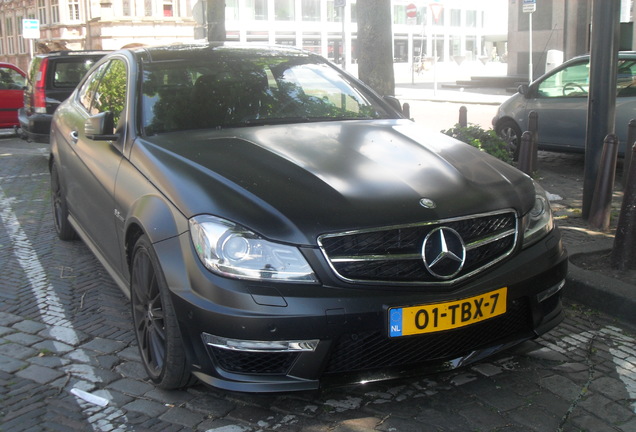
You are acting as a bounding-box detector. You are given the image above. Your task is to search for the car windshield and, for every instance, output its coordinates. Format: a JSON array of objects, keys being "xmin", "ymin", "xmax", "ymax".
[{"xmin": 141, "ymin": 53, "xmax": 392, "ymax": 134}]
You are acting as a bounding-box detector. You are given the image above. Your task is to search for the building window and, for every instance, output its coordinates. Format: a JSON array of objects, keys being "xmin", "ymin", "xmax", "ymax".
[
  {"xmin": 226, "ymin": 0, "xmax": 239, "ymax": 20},
  {"xmin": 38, "ymin": 0, "xmax": 48, "ymax": 24},
  {"xmin": 450, "ymin": 9, "xmax": 460, "ymax": 26},
  {"xmin": 163, "ymin": 0, "xmax": 173, "ymax": 16},
  {"xmin": 17, "ymin": 15, "xmax": 25, "ymax": 54},
  {"xmin": 6, "ymin": 18, "xmax": 14, "ymax": 55},
  {"xmin": 466, "ymin": 10, "xmax": 477, "ymax": 27},
  {"xmin": 275, "ymin": 0, "xmax": 294, "ymax": 21},
  {"xmin": 68, "ymin": 0, "xmax": 80, "ymax": 20},
  {"xmin": 145, "ymin": 0, "xmax": 153, "ymax": 16},
  {"xmin": 327, "ymin": 1, "xmax": 340, "ymax": 22},
  {"xmin": 302, "ymin": 0, "xmax": 320, "ymax": 21},
  {"xmin": 393, "ymin": 5, "xmax": 406, "ymax": 25},
  {"xmin": 246, "ymin": 0, "xmax": 267, "ymax": 20},
  {"xmin": 51, "ymin": 0, "xmax": 60, "ymax": 22},
  {"xmin": 123, "ymin": 0, "xmax": 131, "ymax": 16}
]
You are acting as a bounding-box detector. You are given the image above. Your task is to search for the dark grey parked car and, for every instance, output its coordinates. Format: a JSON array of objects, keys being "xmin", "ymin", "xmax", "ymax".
[
  {"xmin": 493, "ymin": 52, "xmax": 636, "ymax": 158},
  {"xmin": 50, "ymin": 43, "xmax": 568, "ymax": 392}
]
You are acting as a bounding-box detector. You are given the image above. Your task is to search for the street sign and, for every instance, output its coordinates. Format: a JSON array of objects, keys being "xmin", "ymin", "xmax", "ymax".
[
  {"xmin": 406, "ymin": 3, "xmax": 417, "ymax": 19},
  {"xmin": 430, "ymin": 2, "xmax": 443, "ymax": 23},
  {"xmin": 523, "ymin": 0, "xmax": 536, "ymax": 13},
  {"xmin": 22, "ymin": 19, "xmax": 40, "ymax": 39}
]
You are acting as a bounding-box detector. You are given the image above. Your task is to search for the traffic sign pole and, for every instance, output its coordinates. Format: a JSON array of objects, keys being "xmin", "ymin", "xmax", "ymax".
[{"xmin": 523, "ymin": 0, "xmax": 536, "ymax": 83}]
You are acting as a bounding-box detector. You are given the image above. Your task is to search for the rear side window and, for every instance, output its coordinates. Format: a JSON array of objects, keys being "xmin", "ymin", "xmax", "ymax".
[
  {"xmin": 52, "ymin": 59, "xmax": 99, "ymax": 88},
  {"xmin": 0, "ymin": 66, "xmax": 26, "ymax": 89}
]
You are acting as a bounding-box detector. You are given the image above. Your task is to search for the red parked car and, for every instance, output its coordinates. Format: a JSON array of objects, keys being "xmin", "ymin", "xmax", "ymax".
[{"xmin": 0, "ymin": 62, "xmax": 26, "ymax": 129}]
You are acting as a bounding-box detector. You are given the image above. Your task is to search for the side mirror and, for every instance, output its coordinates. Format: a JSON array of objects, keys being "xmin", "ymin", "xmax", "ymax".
[
  {"xmin": 84, "ymin": 112, "xmax": 119, "ymax": 141},
  {"xmin": 517, "ymin": 84, "xmax": 529, "ymax": 97},
  {"xmin": 383, "ymin": 95, "xmax": 410, "ymax": 118}
]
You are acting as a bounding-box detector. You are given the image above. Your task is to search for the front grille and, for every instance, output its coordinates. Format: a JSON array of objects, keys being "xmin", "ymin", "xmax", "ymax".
[
  {"xmin": 325, "ymin": 298, "xmax": 532, "ymax": 374},
  {"xmin": 209, "ymin": 347, "xmax": 298, "ymax": 375},
  {"xmin": 318, "ymin": 210, "xmax": 517, "ymax": 285}
]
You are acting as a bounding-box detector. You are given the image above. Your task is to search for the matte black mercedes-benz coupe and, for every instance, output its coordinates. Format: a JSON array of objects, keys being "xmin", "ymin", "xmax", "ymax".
[{"xmin": 50, "ymin": 43, "xmax": 567, "ymax": 392}]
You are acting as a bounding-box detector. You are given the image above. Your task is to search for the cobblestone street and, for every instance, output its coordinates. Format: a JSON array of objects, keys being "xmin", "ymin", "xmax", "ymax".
[{"xmin": 1, "ymin": 136, "xmax": 635, "ymax": 432}]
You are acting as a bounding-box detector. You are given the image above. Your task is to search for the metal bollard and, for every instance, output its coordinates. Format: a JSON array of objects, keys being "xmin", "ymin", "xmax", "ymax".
[
  {"xmin": 527, "ymin": 111, "xmax": 539, "ymax": 172},
  {"xmin": 459, "ymin": 106, "xmax": 467, "ymax": 128},
  {"xmin": 622, "ymin": 119, "xmax": 636, "ymax": 187},
  {"xmin": 611, "ymin": 142, "xmax": 636, "ymax": 270},
  {"xmin": 589, "ymin": 134, "xmax": 620, "ymax": 231},
  {"xmin": 517, "ymin": 131, "xmax": 533, "ymax": 175},
  {"xmin": 402, "ymin": 102, "xmax": 411, "ymax": 120}
]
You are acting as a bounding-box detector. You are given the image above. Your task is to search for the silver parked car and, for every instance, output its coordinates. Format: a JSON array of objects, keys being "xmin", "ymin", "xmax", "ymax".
[{"xmin": 493, "ymin": 52, "xmax": 636, "ymax": 158}]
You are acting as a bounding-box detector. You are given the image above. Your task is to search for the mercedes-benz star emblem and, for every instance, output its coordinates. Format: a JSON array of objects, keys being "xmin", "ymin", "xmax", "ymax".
[{"xmin": 422, "ymin": 227, "xmax": 466, "ymax": 280}]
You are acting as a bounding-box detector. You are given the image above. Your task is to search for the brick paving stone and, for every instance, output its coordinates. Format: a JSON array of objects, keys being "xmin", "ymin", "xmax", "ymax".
[
  {"xmin": 12, "ymin": 318, "xmax": 47, "ymax": 334},
  {"xmin": 160, "ymin": 406, "xmax": 207, "ymax": 428},
  {"xmin": 0, "ymin": 311, "xmax": 22, "ymax": 326},
  {"xmin": 579, "ymin": 393, "xmax": 634, "ymax": 423},
  {"xmin": 185, "ymin": 394, "xmax": 236, "ymax": 417},
  {"xmin": 108, "ymin": 377, "xmax": 155, "ymax": 396},
  {"xmin": 16, "ymin": 363, "xmax": 65, "ymax": 384},
  {"xmin": 457, "ymin": 401, "xmax": 511, "ymax": 431},
  {"xmin": 38, "ymin": 324, "xmax": 90, "ymax": 346},
  {"xmin": 81, "ymin": 336, "xmax": 128, "ymax": 354},
  {"xmin": 196, "ymin": 419, "xmax": 253, "ymax": 431},
  {"xmin": 0, "ymin": 353, "xmax": 27, "ymax": 373},
  {"xmin": 0, "ymin": 341, "xmax": 37, "ymax": 359},
  {"xmin": 114, "ymin": 360, "xmax": 148, "ymax": 380},
  {"xmin": 146, "ymin": 387, "xmax": 195, "ymax": 406},
  {"xmin": 0, "ymin": 325, "xmax": 14, "ymax": 337},
  {"xmin": 4, "ymin": 331, "xmax": 43, "ymax": 346},
  {"xmin": 32, "ymin": 339, "xmax": 74, "ymax": 355},
  {"xmin": 62, "ymin": 363, "xmax": 122, "ymax": 385},
  {"xmin": 506, "ymin": 405, "xmax": 561, "ymax": 432},
  {"xmin": 122, "ymin": 398, "xmax": 170, "ymax": 418}
]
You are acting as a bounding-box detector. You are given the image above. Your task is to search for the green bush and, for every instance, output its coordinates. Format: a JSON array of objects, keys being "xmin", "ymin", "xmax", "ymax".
[{"xmin": 441, "ymin": 123, "xmax": 512, "ymax": 164}]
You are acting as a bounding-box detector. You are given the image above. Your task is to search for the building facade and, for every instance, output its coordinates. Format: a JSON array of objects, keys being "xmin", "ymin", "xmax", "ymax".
[
  {"xmin": 1, "ymin": 0, "xmax": 507, "ymax": 74},
  {"xmin": 507, "ymin": 0, "xmax": 635, "ymax": 79}
]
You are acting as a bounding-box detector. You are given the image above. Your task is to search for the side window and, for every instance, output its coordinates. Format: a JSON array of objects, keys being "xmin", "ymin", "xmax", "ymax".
[
  {"xmin": 617, "ymin": 60, "xmax": 636, "ymax": 97},
  {"xmin": 90, "ymin": 59, "xmax": 127, "ymax": 130},
  {"xmin": 537, "ymin": 62, "xmax": 589, "ymax": 98},
  {"xmin": 0, "ymin": 66, "xmax": 25, "ymax": 89},
  {"xmin": 78, "ymin": 62, "xmax": 108, "ymax": 111}
]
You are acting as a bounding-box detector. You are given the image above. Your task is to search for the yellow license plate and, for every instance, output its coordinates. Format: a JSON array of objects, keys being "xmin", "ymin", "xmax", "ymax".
[{"xmin": 389, "ymin": 287, "xmax": 507, "ymax": 337}]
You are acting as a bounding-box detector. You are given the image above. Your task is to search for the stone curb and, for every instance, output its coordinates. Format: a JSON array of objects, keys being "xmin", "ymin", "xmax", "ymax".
[{"xmin": 564, "ymin": 239, "xmax": 636, "ymax": 328}]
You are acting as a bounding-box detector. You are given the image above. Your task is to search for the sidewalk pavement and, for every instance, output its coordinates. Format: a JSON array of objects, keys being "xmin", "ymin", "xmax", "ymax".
[{"xmin": 395, "ymin": 83, "xmax": 636, "ymax": 329}]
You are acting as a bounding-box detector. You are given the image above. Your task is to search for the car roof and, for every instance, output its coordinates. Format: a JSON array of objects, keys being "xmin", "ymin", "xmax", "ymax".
[
  {"xmin": 127, "ymin": 42, "xmax": 315, "ymax": 63},
  {"xmin": 566, "ymin": 51, "xmax": 636, "ymax": 63},
  {"xmin": 34, "ymin": 50, "xmax": 111, "ymax": 59}
]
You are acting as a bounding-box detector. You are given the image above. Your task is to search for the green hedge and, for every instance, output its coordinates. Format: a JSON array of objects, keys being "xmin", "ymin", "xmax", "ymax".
[{"xmin": 442, "ymin": 124, "xmax": 512, "ymax": 164}]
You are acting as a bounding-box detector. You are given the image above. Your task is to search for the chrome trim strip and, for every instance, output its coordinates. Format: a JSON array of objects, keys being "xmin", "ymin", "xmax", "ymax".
[
  {"xmin": 202, "ymin": 333, "xmax": 319, "ymax": 353},
  {"xmin": 318, "ymin": 209, "xmax": 519, "ymax": 286}
]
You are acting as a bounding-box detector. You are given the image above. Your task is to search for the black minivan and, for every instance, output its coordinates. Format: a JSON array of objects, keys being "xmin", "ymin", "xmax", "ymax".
[{"xmin": 17, "ymin": 50, "xmax": 108, "ymax": 143}]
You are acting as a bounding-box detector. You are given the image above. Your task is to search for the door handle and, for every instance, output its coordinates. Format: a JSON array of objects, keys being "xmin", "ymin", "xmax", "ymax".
[{"xmin": 70, "ymin": 130, "xmax": 79, "ymax": 143}]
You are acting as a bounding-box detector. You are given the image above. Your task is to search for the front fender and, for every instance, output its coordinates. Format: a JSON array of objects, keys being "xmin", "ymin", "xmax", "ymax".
[{"xmin": 125, "ymin": 194, "xmax": 188, "ymax": 245}]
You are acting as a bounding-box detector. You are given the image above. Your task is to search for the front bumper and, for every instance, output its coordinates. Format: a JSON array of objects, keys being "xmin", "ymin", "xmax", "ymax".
[{"xmin": 155, "ymin": 226, "xmax": 567, "ymax": 392}]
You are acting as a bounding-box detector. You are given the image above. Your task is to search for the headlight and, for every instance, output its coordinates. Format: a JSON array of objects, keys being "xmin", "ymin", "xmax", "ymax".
[
  {"xmin": 189, "ymin": 215, "xmax": 317, "ymax": 283},
  {"xmin": 522, "ymin": 181, "xmax": 554, "ymax": 248}
]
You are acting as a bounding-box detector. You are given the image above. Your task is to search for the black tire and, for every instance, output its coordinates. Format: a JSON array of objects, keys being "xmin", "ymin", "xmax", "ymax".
[
  {"xmin": 496, "ymin": 119, "xmax": 522, "ymax": 161},
  {"xmin": 130, "ymin": 235, "xmax": 193, "ymax": 389},
  {"xmin": 50, "ymin": 163, "xmax": 78, "ymax": 241}
]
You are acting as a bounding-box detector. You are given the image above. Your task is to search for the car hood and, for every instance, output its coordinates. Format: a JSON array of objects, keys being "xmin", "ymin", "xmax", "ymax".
[{"xmin": 131, "ymin": 119, "xmax": 534, "ymax": 245}]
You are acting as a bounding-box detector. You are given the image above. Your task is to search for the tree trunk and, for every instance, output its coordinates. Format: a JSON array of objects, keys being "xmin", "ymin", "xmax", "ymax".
[
  {"xmin": 207, "ymin": 0, "xmax": 226, "ymax": 42},
  {"xmin": 356, "ymin": 0, "xmax": 395, "ymax": 96}
]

============

Can you quote exactly the lines from the one containing "the front bumper" through the last line of the records above, and nothing else?

You are acting as a bounding-box detector. You are given the image above. Your task is to search for the front bumper and, for every instance, output its coordinates. Format: a JSON array of objects, keys being "xmin", "ymin", "xmax", "ymax".
[{"xmin": 155, "ymin": 226, "xmax": 567, "ymax": 392}]
You are acting as a bounding-box detector. You are given the image above. Your task is to search for the headlight and, for every instance, output its coordinates. Format: a JSON array of objects, keys being "xmin", "ymin", "xmax", "ymax".
[
  {"xmin": 189, "ymin": 215, "xmax": 317, "ymax": 283},
  {"xmin": 522, "ymin": 181, "xmax": 554, "ymax": 248}
]
You are acting as a bounding-box detector. You are given the image above. Your task is to search for the black tire and, for every instance, output its coordinates. Format: a JSON array of objects, keys being "xmin", "ymin", "xmax", "ymax".
[
  {"xmin": 496, "ymin": 119, "xmax": 522, "ymax": 161},
  {"xmin": 130, "ymin": 235, "xmax": 193, "ymax": 389},
  {"xmin": 50, "ymin": 163, "xmax": 78, "ymax": 241}
]
You are acting as a bounding-box detector. You are given the image above. Your task is to search for the car hood and, for every instance, output its coordinates. Format: a JSON array of objects, keys being "xmin", "ymin", "xmax", "ymax".
[{"xmin": 131, "ymin": 119, "xmax": 534, "ymax": 245}]
You are acting as a bounding-box detector. You are given the image above. Your task is to search for the tree trunk and, for every instance, output its coordinates. Format: a JSON array of objects, keys being "xmin", "ymin", "xmax", "ymax".
[
  {"xmin": 207, "ymin": 0, "xmax": 226, "ymax": 42},
  {"xmin": 356, "ymin": 0, "xmax": 395, "ymax": 96}
]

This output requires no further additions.